Filter the rows below and copy out every line that contains the string "hair". Letter case counts.

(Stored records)
◆ ◆ ◆ ◆ ◆
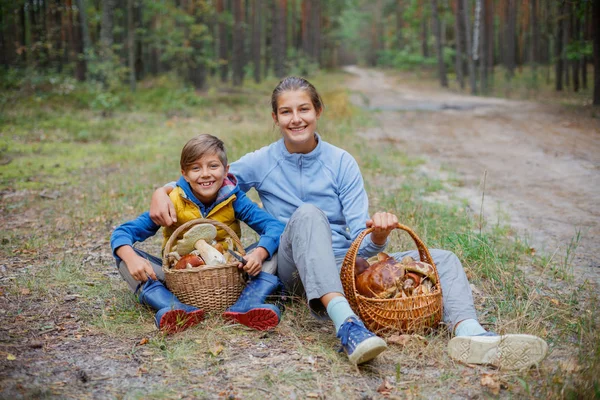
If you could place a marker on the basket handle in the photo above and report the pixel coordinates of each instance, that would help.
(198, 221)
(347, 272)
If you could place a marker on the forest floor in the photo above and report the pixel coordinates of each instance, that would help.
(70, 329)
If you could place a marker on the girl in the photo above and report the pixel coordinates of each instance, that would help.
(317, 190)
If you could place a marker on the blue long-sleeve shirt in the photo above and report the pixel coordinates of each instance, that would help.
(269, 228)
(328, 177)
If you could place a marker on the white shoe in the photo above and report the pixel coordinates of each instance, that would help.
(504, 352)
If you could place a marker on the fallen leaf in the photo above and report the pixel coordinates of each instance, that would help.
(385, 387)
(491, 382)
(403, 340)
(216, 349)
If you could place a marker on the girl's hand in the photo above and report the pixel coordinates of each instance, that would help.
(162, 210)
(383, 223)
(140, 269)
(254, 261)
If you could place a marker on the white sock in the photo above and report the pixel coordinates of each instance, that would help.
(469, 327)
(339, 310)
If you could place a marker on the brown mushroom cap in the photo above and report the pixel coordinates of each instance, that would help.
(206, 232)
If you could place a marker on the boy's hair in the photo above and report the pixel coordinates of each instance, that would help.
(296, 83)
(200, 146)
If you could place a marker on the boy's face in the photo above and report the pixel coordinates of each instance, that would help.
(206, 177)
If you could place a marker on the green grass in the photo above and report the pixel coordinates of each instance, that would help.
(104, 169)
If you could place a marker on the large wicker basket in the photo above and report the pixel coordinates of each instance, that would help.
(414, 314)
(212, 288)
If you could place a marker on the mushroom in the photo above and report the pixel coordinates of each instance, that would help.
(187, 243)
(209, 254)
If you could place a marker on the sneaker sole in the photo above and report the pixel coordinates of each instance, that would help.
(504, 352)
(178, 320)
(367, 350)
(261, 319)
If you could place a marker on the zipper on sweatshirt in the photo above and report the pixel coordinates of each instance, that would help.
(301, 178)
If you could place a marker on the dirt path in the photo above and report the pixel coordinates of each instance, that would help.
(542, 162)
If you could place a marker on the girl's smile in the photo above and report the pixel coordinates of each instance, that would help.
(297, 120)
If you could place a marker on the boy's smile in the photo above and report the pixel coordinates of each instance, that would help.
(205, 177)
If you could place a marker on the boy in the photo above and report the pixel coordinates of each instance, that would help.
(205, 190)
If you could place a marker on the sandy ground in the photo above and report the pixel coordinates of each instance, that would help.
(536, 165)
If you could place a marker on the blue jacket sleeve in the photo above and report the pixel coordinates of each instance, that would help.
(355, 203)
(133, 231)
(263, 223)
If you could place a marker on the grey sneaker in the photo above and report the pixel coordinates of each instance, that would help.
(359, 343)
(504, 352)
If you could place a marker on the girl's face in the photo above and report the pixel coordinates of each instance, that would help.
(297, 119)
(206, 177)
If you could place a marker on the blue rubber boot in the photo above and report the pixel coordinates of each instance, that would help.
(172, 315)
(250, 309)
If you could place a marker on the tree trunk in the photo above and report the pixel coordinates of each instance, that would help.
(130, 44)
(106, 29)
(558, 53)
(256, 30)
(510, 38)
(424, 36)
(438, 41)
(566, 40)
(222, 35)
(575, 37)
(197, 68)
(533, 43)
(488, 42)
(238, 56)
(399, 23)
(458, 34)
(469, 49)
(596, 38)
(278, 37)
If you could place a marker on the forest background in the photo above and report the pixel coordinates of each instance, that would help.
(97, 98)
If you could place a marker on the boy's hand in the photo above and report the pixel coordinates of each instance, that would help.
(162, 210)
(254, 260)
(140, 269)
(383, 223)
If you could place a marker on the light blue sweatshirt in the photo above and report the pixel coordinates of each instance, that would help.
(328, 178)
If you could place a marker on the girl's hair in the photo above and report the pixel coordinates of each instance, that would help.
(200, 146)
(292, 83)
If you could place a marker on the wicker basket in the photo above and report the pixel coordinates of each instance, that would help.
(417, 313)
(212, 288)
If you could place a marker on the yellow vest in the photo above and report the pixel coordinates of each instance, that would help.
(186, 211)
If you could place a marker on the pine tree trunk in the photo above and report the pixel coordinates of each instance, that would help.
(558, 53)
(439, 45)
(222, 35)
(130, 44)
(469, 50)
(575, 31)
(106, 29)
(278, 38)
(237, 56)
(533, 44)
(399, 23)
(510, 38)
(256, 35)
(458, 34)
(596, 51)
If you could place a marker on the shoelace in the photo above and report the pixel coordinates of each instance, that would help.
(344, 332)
◆ ◆ ◆ ◆ ◆
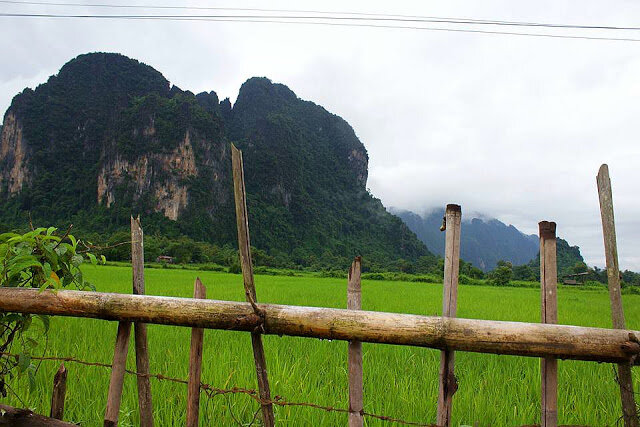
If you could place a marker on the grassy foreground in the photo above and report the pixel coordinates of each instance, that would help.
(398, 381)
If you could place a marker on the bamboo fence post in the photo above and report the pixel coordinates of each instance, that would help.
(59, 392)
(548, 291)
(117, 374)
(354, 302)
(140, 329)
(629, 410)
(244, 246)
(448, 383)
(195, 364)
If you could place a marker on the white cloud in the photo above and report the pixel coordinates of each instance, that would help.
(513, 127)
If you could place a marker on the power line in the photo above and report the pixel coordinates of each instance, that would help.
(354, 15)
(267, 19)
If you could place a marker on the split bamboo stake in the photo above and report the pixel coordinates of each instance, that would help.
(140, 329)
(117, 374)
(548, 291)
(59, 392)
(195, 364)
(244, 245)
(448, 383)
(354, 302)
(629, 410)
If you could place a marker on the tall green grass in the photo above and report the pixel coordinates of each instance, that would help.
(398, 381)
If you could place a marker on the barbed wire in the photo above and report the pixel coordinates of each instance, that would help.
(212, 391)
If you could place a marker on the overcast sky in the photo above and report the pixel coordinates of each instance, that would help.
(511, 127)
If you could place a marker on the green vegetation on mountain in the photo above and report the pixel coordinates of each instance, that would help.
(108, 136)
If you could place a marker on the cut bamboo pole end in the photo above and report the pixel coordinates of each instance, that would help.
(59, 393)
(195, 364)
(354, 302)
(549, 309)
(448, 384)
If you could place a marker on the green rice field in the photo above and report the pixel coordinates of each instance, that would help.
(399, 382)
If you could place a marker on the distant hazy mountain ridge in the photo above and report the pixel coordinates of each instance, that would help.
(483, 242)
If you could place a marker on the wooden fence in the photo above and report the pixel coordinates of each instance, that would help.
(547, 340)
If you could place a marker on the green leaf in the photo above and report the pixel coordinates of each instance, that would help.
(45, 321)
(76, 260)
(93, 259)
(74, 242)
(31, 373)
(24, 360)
◆ ◆ ◆ ◆ ◆
Answer to the exercise =>
If you could place a marker on the boy's hair in the photo above and report the pixel coordinates of each instance, that would help.
If you could place a marker on the girl's hair in the photo above and report the pixel coordinates of each instance, that would help.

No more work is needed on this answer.